● **What the task asks**
Copy every line in the stretch from the line containing "of the herd" through the end of the material below, and add 11 to each coordinate in the results.

Dataset rows showing where objects appear:

---+---

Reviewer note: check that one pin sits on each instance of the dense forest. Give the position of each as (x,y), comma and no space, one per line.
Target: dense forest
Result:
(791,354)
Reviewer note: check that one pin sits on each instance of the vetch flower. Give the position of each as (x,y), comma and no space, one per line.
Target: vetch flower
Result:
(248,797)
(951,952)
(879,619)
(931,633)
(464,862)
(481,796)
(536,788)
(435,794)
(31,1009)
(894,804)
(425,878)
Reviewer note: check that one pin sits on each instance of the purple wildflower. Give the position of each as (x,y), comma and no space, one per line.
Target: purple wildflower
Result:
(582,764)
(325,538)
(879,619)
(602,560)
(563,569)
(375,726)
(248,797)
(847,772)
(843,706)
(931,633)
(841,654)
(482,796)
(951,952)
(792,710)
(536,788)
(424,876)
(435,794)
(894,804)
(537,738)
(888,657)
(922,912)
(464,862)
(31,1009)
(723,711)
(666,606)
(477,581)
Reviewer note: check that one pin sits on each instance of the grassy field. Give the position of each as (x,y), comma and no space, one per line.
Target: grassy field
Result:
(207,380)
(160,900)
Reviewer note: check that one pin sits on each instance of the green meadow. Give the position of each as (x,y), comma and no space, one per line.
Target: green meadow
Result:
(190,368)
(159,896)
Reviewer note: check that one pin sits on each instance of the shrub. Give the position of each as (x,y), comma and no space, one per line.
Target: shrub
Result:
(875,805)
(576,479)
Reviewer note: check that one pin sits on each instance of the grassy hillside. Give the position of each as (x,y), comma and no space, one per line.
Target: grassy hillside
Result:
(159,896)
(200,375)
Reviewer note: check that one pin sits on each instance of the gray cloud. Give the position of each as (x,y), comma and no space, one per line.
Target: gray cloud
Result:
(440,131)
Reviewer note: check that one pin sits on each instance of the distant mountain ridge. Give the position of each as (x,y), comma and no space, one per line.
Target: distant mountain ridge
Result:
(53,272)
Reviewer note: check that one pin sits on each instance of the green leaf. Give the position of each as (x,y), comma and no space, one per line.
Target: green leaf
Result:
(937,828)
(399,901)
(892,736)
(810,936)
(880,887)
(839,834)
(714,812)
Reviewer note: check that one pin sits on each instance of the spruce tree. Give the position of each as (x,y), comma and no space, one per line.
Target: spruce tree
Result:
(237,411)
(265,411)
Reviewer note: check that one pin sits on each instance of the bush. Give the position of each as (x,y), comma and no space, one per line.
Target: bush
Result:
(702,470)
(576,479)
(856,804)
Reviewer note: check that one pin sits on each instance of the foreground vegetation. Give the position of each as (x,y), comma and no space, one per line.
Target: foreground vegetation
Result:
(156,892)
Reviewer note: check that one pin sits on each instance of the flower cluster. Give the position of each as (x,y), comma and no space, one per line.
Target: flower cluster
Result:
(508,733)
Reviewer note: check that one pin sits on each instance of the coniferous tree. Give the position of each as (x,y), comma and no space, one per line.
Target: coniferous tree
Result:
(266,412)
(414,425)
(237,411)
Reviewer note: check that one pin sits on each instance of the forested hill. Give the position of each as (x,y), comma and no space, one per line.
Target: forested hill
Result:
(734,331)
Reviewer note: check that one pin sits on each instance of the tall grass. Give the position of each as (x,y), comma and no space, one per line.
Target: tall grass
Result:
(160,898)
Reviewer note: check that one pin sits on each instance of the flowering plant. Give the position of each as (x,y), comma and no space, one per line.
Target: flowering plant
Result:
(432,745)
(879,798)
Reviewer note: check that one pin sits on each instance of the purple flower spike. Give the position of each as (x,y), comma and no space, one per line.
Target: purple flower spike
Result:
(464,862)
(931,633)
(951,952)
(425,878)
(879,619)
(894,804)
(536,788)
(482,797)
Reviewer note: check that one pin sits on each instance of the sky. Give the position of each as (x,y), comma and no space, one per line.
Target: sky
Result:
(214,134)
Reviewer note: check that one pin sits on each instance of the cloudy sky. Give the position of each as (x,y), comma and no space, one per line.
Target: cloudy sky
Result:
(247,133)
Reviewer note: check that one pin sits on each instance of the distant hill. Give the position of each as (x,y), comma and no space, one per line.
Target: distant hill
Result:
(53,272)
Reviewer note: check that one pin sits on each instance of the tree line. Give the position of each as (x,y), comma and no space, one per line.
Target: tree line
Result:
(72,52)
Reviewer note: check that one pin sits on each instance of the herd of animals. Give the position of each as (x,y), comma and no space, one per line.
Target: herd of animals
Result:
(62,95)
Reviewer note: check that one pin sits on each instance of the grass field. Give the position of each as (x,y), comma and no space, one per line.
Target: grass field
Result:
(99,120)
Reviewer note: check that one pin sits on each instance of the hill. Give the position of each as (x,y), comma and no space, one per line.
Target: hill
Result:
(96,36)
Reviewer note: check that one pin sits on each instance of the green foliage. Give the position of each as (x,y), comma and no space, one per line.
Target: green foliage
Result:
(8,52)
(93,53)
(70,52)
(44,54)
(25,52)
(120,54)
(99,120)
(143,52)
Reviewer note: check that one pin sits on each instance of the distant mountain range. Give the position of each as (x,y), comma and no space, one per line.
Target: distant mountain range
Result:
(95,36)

---+---

● **Output for this exercise**
Reviewer note: check that one pin sits on each instance of the herd of animals. Give the position of each as (x,y), comma and no space, one per line.
Target: herd of animals
Result:
(73,106)
Reviewer note: check that one pin sits on each instance of the grass field. Give the position of each as (x,y), comma and no space, one per line.
Target: grass field
Result:
(110,131)
Reviewer note: check that one pin sits on each instance of the hill. Give the position of each as (x,y), comma and no space, one per line.
Target: hill
Result:
(107,47)
Reviewer note: check that one pin sits on each instance of the green foliage. Give the position of each as (x,y), comma and no space, one per line.
Target: green foliage
Result:
(19,63)
(104,64)
(81,63)
(55,65)
(36,63)
(131,65)
(110,131)
(154,63)
Reviewer note: check that one pin sits on each instance of the distant mountain range. Give the position of each as (x,y), comma and no space, one per line.
Target: distant mountain range
Result:
(106,47)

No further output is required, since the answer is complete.